--- DATA RECORDS ---

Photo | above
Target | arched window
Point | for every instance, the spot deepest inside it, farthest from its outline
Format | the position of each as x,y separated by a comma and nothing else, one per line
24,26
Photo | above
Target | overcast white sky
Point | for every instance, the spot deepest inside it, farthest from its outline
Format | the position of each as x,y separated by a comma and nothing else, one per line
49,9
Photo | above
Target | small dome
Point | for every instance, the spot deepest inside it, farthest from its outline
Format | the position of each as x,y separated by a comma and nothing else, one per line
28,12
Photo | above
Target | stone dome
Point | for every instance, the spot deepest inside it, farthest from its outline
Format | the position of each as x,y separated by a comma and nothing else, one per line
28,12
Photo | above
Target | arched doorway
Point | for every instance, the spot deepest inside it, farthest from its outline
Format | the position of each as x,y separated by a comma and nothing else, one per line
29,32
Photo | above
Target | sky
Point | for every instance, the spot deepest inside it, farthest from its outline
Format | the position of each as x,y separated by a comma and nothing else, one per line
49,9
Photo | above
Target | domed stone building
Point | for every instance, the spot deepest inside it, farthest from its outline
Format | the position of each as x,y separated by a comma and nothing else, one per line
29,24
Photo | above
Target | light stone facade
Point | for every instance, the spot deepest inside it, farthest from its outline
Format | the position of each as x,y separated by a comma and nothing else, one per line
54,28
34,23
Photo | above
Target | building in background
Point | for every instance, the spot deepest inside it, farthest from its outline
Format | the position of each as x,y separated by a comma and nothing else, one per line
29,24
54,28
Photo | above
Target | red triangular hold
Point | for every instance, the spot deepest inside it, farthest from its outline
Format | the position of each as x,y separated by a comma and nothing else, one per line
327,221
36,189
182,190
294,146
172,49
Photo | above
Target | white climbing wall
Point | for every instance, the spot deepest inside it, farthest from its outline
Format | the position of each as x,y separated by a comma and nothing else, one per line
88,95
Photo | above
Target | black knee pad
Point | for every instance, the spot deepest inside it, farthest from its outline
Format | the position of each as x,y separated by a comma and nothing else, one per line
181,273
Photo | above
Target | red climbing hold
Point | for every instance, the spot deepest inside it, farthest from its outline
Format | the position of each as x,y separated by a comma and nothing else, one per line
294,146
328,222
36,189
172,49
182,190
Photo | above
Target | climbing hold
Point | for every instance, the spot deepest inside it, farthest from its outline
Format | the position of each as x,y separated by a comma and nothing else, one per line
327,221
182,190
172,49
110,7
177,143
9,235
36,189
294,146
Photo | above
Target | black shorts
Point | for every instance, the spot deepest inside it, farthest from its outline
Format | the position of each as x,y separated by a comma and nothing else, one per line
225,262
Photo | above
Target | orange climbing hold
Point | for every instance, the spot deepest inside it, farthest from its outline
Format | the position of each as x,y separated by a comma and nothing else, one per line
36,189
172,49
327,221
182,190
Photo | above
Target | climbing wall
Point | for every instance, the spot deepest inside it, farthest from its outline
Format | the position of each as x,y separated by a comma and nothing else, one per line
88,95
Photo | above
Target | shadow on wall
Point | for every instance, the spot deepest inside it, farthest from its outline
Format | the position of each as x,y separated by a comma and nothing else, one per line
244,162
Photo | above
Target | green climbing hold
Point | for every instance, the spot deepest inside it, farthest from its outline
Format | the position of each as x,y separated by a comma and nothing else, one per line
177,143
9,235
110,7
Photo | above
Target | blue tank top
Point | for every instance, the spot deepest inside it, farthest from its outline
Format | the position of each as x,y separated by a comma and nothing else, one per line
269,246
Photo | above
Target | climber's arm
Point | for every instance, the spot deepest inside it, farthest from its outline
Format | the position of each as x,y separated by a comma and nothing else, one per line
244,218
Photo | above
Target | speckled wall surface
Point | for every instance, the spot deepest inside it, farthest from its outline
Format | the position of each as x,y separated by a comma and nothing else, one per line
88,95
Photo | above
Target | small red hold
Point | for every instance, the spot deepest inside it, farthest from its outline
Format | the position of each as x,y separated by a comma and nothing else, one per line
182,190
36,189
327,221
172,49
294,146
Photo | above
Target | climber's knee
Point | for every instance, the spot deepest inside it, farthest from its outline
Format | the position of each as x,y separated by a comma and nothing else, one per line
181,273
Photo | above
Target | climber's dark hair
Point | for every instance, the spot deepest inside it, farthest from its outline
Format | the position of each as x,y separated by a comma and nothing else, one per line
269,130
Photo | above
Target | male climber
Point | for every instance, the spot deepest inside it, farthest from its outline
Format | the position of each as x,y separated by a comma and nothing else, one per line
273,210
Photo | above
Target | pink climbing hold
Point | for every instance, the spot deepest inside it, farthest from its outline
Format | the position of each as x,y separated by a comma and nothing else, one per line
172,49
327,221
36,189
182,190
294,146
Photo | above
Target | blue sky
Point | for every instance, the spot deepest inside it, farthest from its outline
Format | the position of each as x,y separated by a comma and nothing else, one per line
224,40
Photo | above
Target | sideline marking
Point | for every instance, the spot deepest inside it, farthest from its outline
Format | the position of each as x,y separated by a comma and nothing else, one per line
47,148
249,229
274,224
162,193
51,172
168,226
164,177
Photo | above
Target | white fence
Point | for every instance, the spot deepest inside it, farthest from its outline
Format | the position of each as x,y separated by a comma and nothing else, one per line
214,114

---

WHAT TO PRODUCE: Having read the records, return each one exactly.

EXERCISE RESULT:
Photo | above
Target | arched window
Point | for every instance, the spot deepest inside it, farthest from its outline
Format | the position of each as x,y separated by a comma and nothing else, one per line
24,26
Photo | above
Target | overcast white sky
Point | for every instance, the spot deepest inside it, farthest from its outline
Format | the position of each as x,y separated by a comma and nothing else, one per line
49,9
Photo | above
Target | small dome
Point | for every instance, the spot deepest inside it, farthest from its outline
Format | the position of each as x,y separated by a comma and nothing else, one per line
28,12
Photo | above
Target | stone dome
Point | for every instance, the spot deepest inside it, farthest from its outline
Format | the position of each as x,y separated by a comma and nothing else, one per line
28,12
Photo | above
Target | arched doorway
Point | for every instance, the spot deepest inside it, farthest from its outline
Format | the position of each as x,y separated by a comma and nothing else, one per line
29,32
Photo | above
Target | sky
Point | for every instance, the spot deepest inside it, farthest from its outline
Format | the position of each as x,y separated by a comma and nothing else, one per line
49,9
Photo | above
Target | domed stone building
Point | for every instance, the spot deepest inside it, farthest from its outline
Format | the position of each as x,y separated by a comma and nothing else, one per line
29,24
Photo | above
Target | light stone facade
Point | for every instance, the spot deepest inside it, farthest from its outline
Format | the position of each as x,y separated by a comma and nothing else, one per line
54,28
34,23
Photo | above
Target | building in background
Point | for every instance, the spot deepest inside it, farthest from its outline
Format | the position of each as x,y separated by a comma and nothing else, one per line
29,24
54,28
Photo | above
Target | red triangular hold
Point | for every instance, the spot deepest inside it, farthest from its outline
Format | the position of each as x,y separated by a comma and nothing else, one per line
327,221
36,189
182,190
294,146
172,49
Photo | above
Target | white climbing wall
Point | for every instance, the spot deepest inside it, farthest from its outline
Format | the position of each as x,y separated by a comma and nothing else, one per line
88,95
Photo | above
Target | black knee pad
Point | for every instance, the spot deepest inside it, farthest from its outline
Format | the position of each as x,y separated by a comma and nothing else, one per line
181,273
Photo | above
Target | red climbing hold
Point | for every instance, the spot deepest inside it, farthest from its outline
Format | the position of each as x,y separated by a comma and nothing else, one per line
294,146
328,222
36,189
172,49
182,190
Photo | above
Target | climbing hold
Point | for every instance, the spot deepest inside it, farthest from its outline
Format | the position of each as x,y separated by a comma and nothing else, one per line
327,221
182,190
172,49
110,7
177,143
9,235
36,189
294,146
Photo | above
Target | black shorts
Point | for every instance, the spot deepest inside it, farthest from its outline
Format | the position of each as x,y separated by a comma and nothing else, one per line
225,262
Photo | above
Target | orange climbing hold
Point | for every instance, the spot deepest inside it, farthest from its outline
Format | the position of each as x,y separated by a comma and nothing else, one per line
36,189
172,49
327,221
182,190
Photo | above
Target | climbing wall
Point | for every instance, the spot deepest inside it, farthest from its outline
Format | the position of each as x,y separated by a comma and nothing else, one per line
88,95
Photo | above
Target | shadow on wall
Point | for every instance, the spot deepest inside it, farthest from its outline
Format | the position of each as x,y separated by a comma and nothing else, one per line
244,162
Photo | above
Target | green climbing hold
Point | for every instance, the spot deepest inside it, farthest from its outline
Format | the position of each as x,y separated by a comma and nothing else, one per line
177,143
9,235
110,7
Photo | above
Target | blue tank top
Point | for every instance, the spot deepest inside it, farthest from its outline
Format | the position of each as x,y separated by a comma and nothing else, one per line
269,246
Photo | above
Target | climber's arm
Point | for every instance, the spot deepest inside it, farthest from its outline
Format | the position of each as x,y separated by a comma and nothing else, one per line
244,218
Photo | above
Target | speckled wall surface
Point | for every instance, the spot deepest inside it, farthest from its outline
Format | the position of each as x,y separated by a comma and nothing else, one per line
88,95
Photo | above
Target | small red hold
Point | for every instance, the spot deepest inside it, farthest from its outline
Format | the position of each as x,y separated by a comma and nothing else, one per line
182,190
36,189
327,221
172,49
294,146
Photo | above
Target | climber's knee
Point | for every instance, the spot deepest inside it, farthest from its outline
Format | the position of each as x,y separated by a comma and nothing else, one per line
181,273
Photo | above
Target | climber's dark hair
Point | for every instance, the spot deepest inside it, farthest from its outline
Format | the position of each as x,y separated by a comma and nothing else, one per line
269,130
Photo | above
Target | male climber
Point | for every instance, the spot deepest inside it, farthest from its outline
Format | the position of each as x,y separated by a comma and nothing else, one per line
273,210
Photo | above
Target | pink climbing hold
Point | for every instance, the spot deepest inside it, farthest from its outline
Format | the position of each as x,y separated by a comma and nothing else, one per line
172,49
327,221
36,189
182,190
294,146
Photo | above
Target | blue sky
Point | for every instance, the spot deepest inside it, farthest from its outline
Format | the position of each as x,y separated by a comma and nothing else, one per line
224,40
Photo | above
Target | sideline marking
Point | for every instance, the spot deepest inside it, farthest from its outline
Format | the position of each as x,y separated by a comma and nothing else, one per line
47,148
249,229
274,224
162,193
51,172
168,226
164,177
Photo | above
Target | white fence
Point | for every instance, the spot deepest inside it, farthest from its outline
Format | the position of each as x,y separated by a comma and nothing else, one per line
214,114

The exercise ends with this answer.